- [Task details] In the records below, take the line containing "[(871, 633), (900, 529)]" and every line following it, and write them out exactly.

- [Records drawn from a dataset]

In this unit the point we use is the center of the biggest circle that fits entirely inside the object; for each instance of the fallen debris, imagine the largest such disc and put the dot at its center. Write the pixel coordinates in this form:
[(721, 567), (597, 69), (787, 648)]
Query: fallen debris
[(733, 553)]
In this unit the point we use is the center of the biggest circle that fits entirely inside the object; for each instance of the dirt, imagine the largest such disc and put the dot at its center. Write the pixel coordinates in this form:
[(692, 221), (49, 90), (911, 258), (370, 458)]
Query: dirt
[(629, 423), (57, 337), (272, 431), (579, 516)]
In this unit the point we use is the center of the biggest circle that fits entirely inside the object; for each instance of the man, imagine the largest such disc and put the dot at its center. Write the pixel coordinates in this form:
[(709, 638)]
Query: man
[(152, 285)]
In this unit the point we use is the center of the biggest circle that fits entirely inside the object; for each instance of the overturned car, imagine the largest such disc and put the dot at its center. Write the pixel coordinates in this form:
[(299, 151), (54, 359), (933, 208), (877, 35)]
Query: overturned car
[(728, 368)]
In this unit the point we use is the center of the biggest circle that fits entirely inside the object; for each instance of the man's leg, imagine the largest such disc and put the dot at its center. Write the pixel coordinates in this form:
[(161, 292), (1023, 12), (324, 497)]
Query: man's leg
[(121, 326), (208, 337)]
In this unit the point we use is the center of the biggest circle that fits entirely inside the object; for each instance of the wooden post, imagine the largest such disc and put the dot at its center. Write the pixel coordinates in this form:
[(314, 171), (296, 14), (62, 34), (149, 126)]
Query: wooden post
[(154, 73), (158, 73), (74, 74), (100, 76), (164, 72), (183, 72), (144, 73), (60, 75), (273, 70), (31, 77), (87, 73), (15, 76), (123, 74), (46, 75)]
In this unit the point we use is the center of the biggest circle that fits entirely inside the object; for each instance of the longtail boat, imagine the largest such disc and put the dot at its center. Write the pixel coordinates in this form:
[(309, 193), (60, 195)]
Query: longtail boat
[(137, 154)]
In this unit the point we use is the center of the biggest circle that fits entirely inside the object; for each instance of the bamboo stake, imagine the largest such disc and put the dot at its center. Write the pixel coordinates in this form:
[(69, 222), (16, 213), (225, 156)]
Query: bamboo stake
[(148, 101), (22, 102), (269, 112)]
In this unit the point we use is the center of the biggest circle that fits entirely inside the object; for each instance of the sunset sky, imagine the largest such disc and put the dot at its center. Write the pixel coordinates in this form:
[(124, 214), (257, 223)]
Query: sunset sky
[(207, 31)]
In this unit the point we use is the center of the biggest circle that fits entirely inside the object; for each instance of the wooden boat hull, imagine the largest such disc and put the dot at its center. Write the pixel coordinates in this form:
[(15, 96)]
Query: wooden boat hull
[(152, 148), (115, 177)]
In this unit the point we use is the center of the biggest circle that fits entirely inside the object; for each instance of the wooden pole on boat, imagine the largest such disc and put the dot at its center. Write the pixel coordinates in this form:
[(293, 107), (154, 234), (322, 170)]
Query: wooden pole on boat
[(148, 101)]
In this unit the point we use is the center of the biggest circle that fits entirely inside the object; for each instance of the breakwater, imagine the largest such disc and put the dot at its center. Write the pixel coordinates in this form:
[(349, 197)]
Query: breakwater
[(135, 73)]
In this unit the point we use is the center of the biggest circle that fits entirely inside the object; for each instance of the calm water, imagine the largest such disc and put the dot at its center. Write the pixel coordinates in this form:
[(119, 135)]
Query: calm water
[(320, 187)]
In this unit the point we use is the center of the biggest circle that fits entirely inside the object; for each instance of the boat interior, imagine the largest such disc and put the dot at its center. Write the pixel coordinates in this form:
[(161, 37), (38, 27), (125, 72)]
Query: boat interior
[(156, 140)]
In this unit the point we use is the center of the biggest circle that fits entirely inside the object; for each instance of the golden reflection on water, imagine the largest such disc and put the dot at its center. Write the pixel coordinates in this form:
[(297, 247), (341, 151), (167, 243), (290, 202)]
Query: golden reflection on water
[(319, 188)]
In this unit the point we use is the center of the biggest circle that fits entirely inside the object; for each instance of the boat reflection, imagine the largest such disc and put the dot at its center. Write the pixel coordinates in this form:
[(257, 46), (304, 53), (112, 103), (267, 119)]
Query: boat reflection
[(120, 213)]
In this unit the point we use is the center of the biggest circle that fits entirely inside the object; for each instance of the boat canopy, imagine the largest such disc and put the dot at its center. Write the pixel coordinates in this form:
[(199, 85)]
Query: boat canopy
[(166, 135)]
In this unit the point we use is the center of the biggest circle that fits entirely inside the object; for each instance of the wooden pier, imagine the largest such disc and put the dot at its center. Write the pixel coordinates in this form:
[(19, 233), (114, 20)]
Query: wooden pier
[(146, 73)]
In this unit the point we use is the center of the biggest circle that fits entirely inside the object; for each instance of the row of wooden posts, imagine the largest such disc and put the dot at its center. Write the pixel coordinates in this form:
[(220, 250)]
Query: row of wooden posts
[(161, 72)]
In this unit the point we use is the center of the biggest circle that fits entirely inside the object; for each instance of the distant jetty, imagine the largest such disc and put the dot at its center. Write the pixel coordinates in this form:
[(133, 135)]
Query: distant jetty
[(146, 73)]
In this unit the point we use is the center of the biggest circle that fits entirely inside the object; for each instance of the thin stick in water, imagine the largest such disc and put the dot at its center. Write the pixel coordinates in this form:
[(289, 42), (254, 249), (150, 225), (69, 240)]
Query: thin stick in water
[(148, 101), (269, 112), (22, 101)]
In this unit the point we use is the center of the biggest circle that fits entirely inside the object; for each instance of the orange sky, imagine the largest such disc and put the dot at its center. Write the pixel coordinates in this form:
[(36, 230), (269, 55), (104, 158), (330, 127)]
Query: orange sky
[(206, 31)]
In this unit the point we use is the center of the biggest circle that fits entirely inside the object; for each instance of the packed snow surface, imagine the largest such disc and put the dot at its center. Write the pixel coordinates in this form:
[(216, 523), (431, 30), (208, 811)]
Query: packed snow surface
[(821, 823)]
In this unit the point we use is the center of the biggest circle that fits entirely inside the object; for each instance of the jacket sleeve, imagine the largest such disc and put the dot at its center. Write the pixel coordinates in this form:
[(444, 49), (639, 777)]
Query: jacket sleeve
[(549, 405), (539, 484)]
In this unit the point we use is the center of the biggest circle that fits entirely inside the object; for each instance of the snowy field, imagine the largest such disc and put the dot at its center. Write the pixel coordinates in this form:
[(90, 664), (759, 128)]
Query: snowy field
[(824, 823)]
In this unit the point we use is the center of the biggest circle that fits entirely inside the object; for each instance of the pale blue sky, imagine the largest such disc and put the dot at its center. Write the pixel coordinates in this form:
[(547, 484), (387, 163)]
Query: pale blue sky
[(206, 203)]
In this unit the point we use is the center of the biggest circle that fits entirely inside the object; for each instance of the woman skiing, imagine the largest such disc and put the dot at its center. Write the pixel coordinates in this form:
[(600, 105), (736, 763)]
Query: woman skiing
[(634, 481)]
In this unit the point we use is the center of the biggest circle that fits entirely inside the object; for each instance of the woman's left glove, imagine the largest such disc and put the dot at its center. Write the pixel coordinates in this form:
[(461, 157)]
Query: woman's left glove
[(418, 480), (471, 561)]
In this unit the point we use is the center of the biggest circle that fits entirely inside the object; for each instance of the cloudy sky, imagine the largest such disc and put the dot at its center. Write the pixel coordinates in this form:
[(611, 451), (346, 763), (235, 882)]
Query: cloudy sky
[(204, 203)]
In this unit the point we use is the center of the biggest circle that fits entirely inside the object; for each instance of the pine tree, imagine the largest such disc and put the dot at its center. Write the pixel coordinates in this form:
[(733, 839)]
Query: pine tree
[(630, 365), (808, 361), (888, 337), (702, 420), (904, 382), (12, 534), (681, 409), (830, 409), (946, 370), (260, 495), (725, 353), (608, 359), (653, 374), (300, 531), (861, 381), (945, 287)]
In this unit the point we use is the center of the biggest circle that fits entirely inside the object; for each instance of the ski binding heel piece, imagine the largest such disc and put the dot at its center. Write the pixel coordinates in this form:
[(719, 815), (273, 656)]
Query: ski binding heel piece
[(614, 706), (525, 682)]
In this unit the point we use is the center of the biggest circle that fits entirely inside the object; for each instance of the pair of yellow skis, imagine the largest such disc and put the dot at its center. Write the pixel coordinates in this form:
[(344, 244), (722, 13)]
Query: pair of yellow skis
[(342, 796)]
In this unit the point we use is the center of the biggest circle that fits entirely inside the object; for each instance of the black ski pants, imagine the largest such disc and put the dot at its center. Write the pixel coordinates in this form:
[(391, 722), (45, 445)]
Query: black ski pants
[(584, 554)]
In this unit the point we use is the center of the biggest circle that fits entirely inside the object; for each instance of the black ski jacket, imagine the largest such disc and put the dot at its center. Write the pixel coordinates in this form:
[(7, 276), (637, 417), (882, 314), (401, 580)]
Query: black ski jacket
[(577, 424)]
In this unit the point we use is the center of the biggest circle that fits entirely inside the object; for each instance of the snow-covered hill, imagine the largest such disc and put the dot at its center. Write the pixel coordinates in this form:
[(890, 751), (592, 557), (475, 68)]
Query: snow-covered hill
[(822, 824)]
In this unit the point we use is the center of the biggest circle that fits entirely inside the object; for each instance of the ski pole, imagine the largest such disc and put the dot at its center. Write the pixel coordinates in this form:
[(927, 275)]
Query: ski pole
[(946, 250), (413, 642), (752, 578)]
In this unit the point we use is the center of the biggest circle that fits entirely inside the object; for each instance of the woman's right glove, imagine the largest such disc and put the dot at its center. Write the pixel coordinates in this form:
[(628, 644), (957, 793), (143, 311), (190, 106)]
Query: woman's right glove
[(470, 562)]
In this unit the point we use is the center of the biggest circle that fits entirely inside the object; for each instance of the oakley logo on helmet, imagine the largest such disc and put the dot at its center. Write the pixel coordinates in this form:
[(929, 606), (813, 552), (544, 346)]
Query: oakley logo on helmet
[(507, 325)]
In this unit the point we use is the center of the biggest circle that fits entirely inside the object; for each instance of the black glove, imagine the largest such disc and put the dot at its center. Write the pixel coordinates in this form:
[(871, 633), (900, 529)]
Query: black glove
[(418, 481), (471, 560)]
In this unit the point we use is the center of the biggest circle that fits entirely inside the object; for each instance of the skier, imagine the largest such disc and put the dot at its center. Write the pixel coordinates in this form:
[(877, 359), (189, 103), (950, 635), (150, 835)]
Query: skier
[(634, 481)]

- [Response to this exercise]
[(871, 633), (900, 529)]
Query: black glove
[(418, 481), (471, 560)]
In this unit the point we use is the center of the biggest circle that fits entirely inside the object; for each instance of the skier, imagine the largest such disc and put the dot at its center. Write the pixel coordinates in this form:
[(877, 359), (189, 103), (950, 635), (150, 835)]
Query: skier
[(634, 481)]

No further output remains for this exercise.